* Problem details *
Your task is to filter the entries and copy every line containing the string "woman".

┏━━

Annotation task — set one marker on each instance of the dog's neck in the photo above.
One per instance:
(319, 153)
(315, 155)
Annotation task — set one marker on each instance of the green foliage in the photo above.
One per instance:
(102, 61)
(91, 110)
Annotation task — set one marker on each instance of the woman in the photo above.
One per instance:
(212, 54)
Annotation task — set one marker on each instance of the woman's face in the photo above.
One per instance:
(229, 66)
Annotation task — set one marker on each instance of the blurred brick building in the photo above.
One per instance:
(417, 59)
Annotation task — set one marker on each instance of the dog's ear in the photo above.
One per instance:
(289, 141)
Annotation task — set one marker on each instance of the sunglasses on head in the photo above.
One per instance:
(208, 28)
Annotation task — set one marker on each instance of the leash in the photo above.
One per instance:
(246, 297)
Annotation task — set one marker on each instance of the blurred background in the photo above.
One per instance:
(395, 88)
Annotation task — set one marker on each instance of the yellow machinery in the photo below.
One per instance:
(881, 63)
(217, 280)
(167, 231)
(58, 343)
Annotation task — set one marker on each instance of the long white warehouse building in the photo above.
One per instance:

┗━━

* Answer to the problem *
Annotation task — set one marker on each instance of the woman in the photo above.
Annotation task — set one marker on each instance of the woman's face in the photo above.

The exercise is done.